The angle "alpha" through which the 4 cubes must rotate in order to define a regular Dodecahedron is given by the equation:

sin(alpha/2) = sqrt(3/2) / (2 * p)

where "p" is the Goldern ratio

p = (1 + sqrt(5)) / 2

alpha approximately equals 44.47751219 degrees.

One half of this value is approximately 22.2387561 degrees.

To derive angle alpha, I considered 3 vertices of the 120 Polyhedron.

- v1 = (0, p, p^3)
- v2 = (p^3, 0, P)
- v3 = (p^2, -p^2, p^2)

These vectors all have the same magnitude given by

mag = mag(v3) = sqrt(p^4 + p^4 + p^4) = sqrt(3)p^2

The dot product v2 and v1:

v1.v2 = mag(v1)mag(v2)cos(theta) = p^4

(sqrt(3)p^2)(sqrt(3)p^2)cos(theta) = p^4

cos(theta) = 1/3

The projection of v2 onto v1:

A = mag(v2)cos(theta) = (sqrt(3)p^2)/3 = p^2 / sqrt(3)

Written task 1:
Answer these questions about the dodecahedron derivation:
(a) What approximate value in degrees does it give for alpha?
(b) How many vertices of the 120 Polyhedron are considered to derive alpha?
(c) What value does it find for cos(theta)?
Written task 2:
Write the next part of the dodecahedron derivation, continuing after its final line.
The items after this text come from a different source.

Listed records:
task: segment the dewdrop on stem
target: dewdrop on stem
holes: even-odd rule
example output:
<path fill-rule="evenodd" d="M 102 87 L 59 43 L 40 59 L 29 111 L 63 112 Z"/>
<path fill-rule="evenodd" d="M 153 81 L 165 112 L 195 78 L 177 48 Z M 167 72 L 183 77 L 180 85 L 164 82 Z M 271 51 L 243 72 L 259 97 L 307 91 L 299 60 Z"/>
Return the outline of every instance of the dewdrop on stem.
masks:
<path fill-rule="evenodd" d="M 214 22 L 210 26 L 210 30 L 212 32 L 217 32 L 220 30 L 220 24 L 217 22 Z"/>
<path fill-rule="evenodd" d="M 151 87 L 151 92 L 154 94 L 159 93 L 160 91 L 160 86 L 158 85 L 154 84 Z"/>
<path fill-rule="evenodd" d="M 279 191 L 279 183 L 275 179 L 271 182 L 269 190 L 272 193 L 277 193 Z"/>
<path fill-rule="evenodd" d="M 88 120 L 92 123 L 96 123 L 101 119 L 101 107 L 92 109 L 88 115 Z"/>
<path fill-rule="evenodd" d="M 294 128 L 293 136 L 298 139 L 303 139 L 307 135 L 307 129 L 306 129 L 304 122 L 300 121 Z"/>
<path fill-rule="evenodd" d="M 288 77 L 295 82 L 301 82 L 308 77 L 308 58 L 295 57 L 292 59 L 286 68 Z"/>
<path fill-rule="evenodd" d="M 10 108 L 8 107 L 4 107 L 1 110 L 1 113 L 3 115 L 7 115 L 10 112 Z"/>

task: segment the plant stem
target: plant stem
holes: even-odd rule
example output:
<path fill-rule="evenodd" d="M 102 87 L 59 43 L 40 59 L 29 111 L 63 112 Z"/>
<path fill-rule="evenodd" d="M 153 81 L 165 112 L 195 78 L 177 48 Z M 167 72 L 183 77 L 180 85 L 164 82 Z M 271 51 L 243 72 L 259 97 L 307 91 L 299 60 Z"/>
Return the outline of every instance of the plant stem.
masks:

Final result 1:
(a) Approximately 44.47751219 degrees.
(b) 3 vertices.
(c) 1/3.

Final result 2:
The vector A defined to be in the direction of v1 and of
length A can be defined as

A = (0, p/3, (p^3/3))

Then the distance from A to v2 is

d = 2 sqrt(2/3) p^2

The distance from v2 to v3 is

mag(v2 - v1) = mag(p^2 - p^3, -p^2, p^2 - p)

which reduces to mag = 2p.

So we have a triangle with 2 sides equal to

d = 2 sqrt(2/3) p^2

and one side equal to

mag = 2p

With this information, we find the angle alpha to be

2 sqrt(2/3) p^2 sin(alpha / 2) = p

Solving for sin(alpha/2) we get

sin(alpha/2) = sqrt(3/2) / (2 * p)